>> Start Information provided

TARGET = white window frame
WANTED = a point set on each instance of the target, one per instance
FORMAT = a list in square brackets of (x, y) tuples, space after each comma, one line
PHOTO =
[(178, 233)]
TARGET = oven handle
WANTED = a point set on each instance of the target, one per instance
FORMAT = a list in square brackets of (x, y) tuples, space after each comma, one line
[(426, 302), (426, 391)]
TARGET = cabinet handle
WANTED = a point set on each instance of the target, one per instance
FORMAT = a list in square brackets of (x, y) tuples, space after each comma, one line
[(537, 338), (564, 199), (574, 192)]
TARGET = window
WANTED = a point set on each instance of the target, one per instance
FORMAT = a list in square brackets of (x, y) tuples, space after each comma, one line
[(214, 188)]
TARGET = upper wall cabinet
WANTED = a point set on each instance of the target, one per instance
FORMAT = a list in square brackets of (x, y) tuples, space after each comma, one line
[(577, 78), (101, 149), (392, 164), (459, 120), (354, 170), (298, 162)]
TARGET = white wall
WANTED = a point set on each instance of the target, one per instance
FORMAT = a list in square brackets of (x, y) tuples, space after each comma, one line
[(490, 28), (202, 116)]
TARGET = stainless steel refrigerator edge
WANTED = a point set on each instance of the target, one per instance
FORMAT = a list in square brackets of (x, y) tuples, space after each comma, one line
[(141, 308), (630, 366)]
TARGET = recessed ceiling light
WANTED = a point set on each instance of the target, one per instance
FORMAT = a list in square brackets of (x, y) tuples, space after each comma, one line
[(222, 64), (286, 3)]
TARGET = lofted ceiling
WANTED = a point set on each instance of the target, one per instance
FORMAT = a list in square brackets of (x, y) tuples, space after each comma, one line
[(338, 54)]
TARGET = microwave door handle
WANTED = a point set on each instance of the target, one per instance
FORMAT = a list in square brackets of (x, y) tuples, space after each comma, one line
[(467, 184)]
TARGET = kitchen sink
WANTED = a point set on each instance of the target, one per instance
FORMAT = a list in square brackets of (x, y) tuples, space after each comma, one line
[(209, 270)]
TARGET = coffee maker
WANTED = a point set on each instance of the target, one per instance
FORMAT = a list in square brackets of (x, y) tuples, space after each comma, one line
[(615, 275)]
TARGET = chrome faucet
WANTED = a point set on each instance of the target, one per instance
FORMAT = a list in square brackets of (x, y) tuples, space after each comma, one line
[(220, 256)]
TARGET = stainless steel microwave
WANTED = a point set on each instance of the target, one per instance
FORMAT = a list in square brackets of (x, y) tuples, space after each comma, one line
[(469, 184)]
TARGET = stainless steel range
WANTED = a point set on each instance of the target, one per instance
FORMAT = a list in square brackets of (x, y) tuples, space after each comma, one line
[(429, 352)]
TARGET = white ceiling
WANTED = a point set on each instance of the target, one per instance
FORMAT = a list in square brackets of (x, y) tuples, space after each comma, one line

>> End Information provided

*Exercise requirements:* Please give all of the records above again, changing every "stainless steel" to "brushed steel" and leaving the rest untouched.

*Answer to this problem:*
TARGET = white window frame
WANTED = a point set on each instance of the target, one per instance
FORMAT = a list in square brackets of (x, y) tuples, space after each comma, one line
PHOTO =
[(178, 233)]
TARGET = oven handle
WANTED = a point set on each instance of the target, one per instance
FORMAT = a list in square brackets of (x, y) tuples, space after each comma, one line
[(426, 302), (426, 391)]
TARGET = cabinet handle
WANTED = a point set on each instance of the target, one per instance
FORMAT = a list in square brackets of (x, y) tuples, space after each comma, one line
[(537, 338), (564, 199), (574, 192)]
TARGET = window
WANTED = a point set on each instance of the target, one per instance
FORMAT = a list in square brackets of (x, y) tuples, space after each comma, one line
[(214, 188)]
TARGET = upper wall cabinet
WANTED = a point set on each instance of the target, one per instance
FORMAT = a list in square brackets of (x, y) tuples, space after each comma, one line
[(577, 78), (101, 149), (392, 164), (459, 120), (354, 170), (298, 162)]
TARGET = white wall
WANTED = a point set on each instance of the target, one per instance
FORMAT = a list in square brackets of (x, y) tuples, space after each comma, one line
[(490, 28), (202, 116)]
TARGET = brushed steel refrigerator edge
WANTED = a point set on each instance of the target, one per instance
FORMAT = a list in square brackets of (x, y) tuples, space after each comma, one line
[(141, 308), (630, 366)]
TARGET = recessed ceiling light
WANTED = a point set on each instance of the target, one per instance
FORMAT = a list in square brackets of (x, y) tuples, space after each comma, one line
[(222, 64), (286, 3)]
TARGET = lofted ceiling
WANTED = a point set on each instance of the target, one per instance
FORMAT = a list in square brackets of (x, y) tuples, space after each comma, one line
[(338, 54)]
TARGET = microwave door handle
WANTED = a point set on each instance of the target, one per instance
FORMAT = a list in square brackets of (x, y) tuples, space after each comma, one line
[(467, 184)]
TARGET = kitchen sink
WANTED = a point set on each instance of the target, one per instance
FORMAT = a list in square brackets of (x, y) tuples, space after each comma, one line
[(209, 270)]
TARGET = coffee maker
WANTED = a point set on each instance of the target, one per instance
FORMAT = a list in square brackets of (x, y) tuples, space after each comma, one line
[(615, 275)]
TARGET = chrome faucet
WANTED = a point set on each instance of the target, one per instance
FORMAT = a list in square brackets of (x, y) tuples, space after each comma, one line
[(220, 256)]
TARGET = brushed steel microwave
WANTED = a point set on each instance of the target, one per instance
FORMAT = a list in square brackets of (x, y) tuples, space after each comma, one line
[(469, 184)]
TARGET = brushed steel range
WANTED = a point set on each instance of the target, one per instance
FORMAT = a list in square brackets of (x, y) tuples, space after each comma, one line
[(429, 352)]
TARGET = white ceiling
WANTED = a point set on each instance of the target, one per instance
FORMAT = a list in square brackets of (x, y) tuples, space after each comma, one line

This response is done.